▶ [TAREFA PROPOSTA A]: Transcreva o trecho do texto sobre maternidade e feminismo que começa nas palavras "Da maternidade para" e termina em "e ao futuro.".
▶ [TAREFA PROPOSTA B]: Extraia dos registros cada linha em que aparece a palavra "below". Diferencie maiúsculas de minúsculas.

▶ [TEXTO DE LEITURA]:
Da maternidade para o feminismo: por que mães feministas importam

Texto de Carolina Pombo.

Ontologia é o esforço teórico de se definir quem “é”, quem sou, quem somos. Ontologia é o trabalho sem fim da filosofia e da ciência em compreender como o sujeito se forma e tem vida. Na minha trajetória em fazer ciência (e pensar sobre quem vejo como sujeito) cheguei a uma conclusão muito importante: o paradoxo é inerente e insolúvel.  Aprendi a ver a complexidade do mundo e a dificuldade em encontrar a origem e o fim da meada sem me sentir aterrorizada. Aprendi, especialmente com Edgar Morin, Francisco Varela, e outros pensadores corajosos, que o sujeito e o mundo são construções simultâneas, sempre abertas ao movimento – e não um movimento aleatório, mas com sentido, relacionado ao passado, ao presente e ao futuro.

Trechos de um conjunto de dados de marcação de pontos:
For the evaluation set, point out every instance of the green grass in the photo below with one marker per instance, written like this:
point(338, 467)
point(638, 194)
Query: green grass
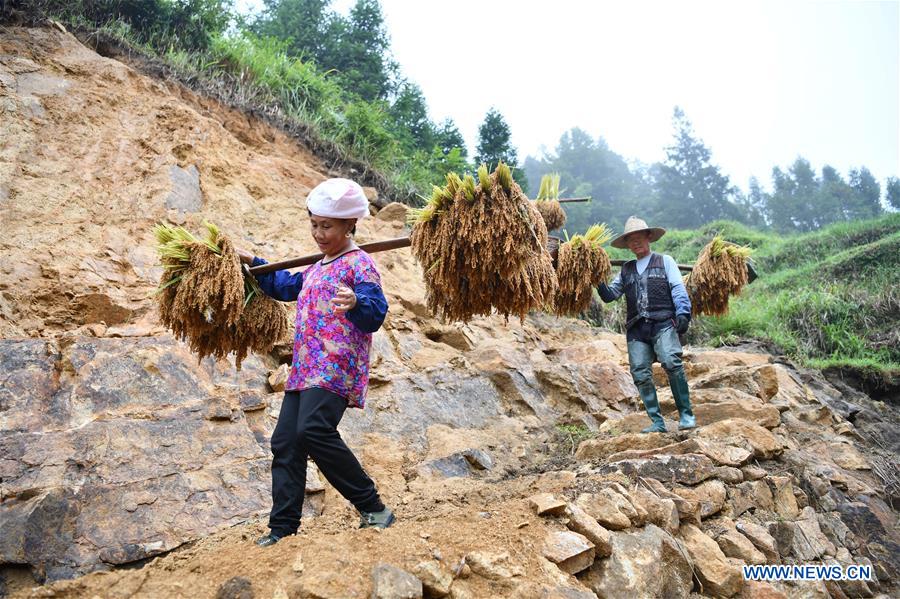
point(828, 298)
point(257, 74)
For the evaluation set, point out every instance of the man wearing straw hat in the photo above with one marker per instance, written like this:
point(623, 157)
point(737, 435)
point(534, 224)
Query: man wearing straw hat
point(658, 311)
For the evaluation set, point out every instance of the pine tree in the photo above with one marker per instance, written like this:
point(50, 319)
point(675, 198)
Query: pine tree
point(892, 190)
point(690, 189)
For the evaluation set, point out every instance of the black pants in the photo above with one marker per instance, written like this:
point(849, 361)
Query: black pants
point(307, 427)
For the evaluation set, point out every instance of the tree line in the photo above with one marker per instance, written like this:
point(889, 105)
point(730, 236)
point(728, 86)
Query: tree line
point(383, 116)
point(687, 189)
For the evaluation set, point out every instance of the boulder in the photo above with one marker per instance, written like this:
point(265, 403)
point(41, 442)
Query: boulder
point(494, 565)
point(718, 576)
point(689, 469)
point(809, 542)
point(277, 379)
point(661, 511)
point(583, 523)
point(709, 495)
point(435, 579)
point(760, 381)
point(734, 544)
point(606, 508)
point(783, 495)
point(601, 448)
point(764, 415)
point(720, 453)
point(645, 563)
point(761, 539)
point(390, 582)
point(569, 550)
point(743, 433)
point(545, 504)
point(688, 510)
point(750, 495)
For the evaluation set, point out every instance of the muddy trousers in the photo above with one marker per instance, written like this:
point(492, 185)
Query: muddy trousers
point(307, 427)
point(665, 347)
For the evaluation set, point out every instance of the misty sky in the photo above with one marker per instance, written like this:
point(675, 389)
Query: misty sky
point(763, 82)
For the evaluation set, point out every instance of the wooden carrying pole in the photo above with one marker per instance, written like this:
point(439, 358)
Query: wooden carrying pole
point(371, 248)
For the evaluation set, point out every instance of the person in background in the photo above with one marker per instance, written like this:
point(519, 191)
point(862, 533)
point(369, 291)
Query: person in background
point(340, 304)
point(659, 310)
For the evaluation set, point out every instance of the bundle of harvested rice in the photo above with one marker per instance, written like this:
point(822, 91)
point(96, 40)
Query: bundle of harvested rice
point(720, 272)
point(582, 265)
point(483, 248)
point(204, 299)
point(263, 323)
point(547, 202)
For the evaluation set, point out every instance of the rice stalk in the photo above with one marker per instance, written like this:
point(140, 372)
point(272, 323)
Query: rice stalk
point(582, 265)
point(485, 254)
point(548, 204)
point(205, 299)
point(719, 273)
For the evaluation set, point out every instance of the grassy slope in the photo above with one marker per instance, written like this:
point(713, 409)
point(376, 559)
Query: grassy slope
point(829, 298)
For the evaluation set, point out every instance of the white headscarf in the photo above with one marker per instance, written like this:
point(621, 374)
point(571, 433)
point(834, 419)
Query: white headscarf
point(338, 198)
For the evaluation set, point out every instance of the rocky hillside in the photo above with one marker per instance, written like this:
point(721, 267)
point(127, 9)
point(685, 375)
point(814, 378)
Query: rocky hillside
point(509, 452)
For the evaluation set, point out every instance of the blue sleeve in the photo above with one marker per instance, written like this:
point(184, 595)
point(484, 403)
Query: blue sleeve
point(371, 307)
point(613, 291)
point(280, 285)
point(676, 285)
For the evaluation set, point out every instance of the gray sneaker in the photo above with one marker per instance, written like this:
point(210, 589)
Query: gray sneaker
point(381, 519)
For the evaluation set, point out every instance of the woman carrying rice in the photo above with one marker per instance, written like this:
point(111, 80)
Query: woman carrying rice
point(339, 305)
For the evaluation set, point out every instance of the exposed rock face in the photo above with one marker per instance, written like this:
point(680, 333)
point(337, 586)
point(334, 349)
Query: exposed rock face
point(647, 563)
point(718, 576)
point(116, 446)
point(101, 446)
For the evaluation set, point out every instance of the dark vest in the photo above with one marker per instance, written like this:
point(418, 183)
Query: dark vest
point(647, 294)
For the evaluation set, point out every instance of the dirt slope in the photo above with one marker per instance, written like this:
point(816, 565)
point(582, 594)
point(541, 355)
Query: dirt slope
point(117, 449)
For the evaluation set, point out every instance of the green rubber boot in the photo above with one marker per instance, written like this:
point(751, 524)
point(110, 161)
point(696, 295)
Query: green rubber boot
point(651, 404)
point(682, 397)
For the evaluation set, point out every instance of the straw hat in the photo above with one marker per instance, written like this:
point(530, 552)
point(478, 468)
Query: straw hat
point(633, 225)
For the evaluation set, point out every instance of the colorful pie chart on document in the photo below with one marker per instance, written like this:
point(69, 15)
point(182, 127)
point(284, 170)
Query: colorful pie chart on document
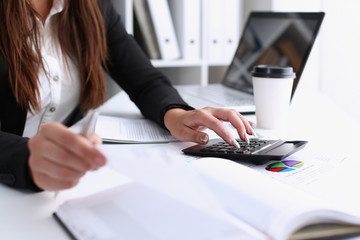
point(284, 166)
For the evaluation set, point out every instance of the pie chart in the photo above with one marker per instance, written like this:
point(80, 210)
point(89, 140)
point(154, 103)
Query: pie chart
point(284, 166)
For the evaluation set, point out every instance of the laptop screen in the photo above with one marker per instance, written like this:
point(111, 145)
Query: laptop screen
point(273, 38)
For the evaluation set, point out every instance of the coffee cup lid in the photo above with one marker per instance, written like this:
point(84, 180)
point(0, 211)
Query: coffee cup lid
point(269, 71)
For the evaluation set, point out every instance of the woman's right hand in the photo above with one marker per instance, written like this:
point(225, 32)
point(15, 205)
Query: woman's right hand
point(59, 158)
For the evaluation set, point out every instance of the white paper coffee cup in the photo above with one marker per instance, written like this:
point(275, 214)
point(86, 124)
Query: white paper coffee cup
point(272, 92)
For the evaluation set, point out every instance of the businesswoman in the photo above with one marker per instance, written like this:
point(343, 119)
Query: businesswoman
point(52, 57)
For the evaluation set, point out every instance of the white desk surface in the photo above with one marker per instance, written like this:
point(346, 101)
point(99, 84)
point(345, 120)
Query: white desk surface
point(316, 119)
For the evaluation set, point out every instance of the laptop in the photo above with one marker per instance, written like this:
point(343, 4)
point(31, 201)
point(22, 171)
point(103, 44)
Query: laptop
point(271, 38)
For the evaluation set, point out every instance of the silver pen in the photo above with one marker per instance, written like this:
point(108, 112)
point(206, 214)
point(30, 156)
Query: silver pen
point(87, 128)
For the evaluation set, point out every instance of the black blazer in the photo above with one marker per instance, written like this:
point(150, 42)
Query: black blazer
point(128, 66)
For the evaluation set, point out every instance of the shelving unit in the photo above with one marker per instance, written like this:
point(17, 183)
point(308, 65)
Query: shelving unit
point(181, 71)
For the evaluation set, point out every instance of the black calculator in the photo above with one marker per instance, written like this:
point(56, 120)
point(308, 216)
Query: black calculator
point(259, 151)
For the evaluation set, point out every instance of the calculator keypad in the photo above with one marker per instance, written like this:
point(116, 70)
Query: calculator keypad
point(225, 148)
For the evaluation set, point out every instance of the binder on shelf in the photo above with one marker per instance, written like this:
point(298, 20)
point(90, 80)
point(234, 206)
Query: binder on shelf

▶ [RESPOSTA COMPLETA A]:
Da maternidade para o feminismo: por que mães feministas importam

Texto de Carolina Pombo.

Ontologia é o esforço teórico de se definir quem “é”, quem sou, quem somos. Ontologia é o trabalho sem fim da filosofia e da ciência em compreender como o sujeito se forma e tem vida. Na minha trajetória em fazer ciência (e pensar sobre quem vejo como sujeito) cheguei a uma conclusão muito importante: o paradoxo é inerente e insolúvel.  Aprendi a ver a complexidade do mundo e a dificuldade em encontrar a origem e o fim da meada sem me sentir aterrorizada. Aprendi, especialmente com Edgar Morin, Francisco Varela, e outros pensadores corajosos, que o sujeito e o mundo são construções simultâneas, sempre abertas ao movimento – e não um movimento aleatório, mas com sentido, relacionado ao passado, ao presente e ao futuro.

▶ [RESPOSTA COMPLETA B]:
For the evaluation set, point out every instance of the green grass in the photo below with one marker per instance, written like this:
For the evaluation set, point out every instance of the colorful pie chart on document in the photo below with one marker per instance, written like this:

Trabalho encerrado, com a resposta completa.